▶ Task brief
Retype the whole of the data exactly.

[Dataset excerpts]
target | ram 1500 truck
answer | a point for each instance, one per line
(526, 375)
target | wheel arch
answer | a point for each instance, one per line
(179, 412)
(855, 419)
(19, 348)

▶ Solution to this problem
target | ram 1500 truck
answer | a point for each instance, one per line
(526, 375)
target | wheel arch
answer | a point for each instance, one per line
(179, 412)
(855, 419)
(19, 348)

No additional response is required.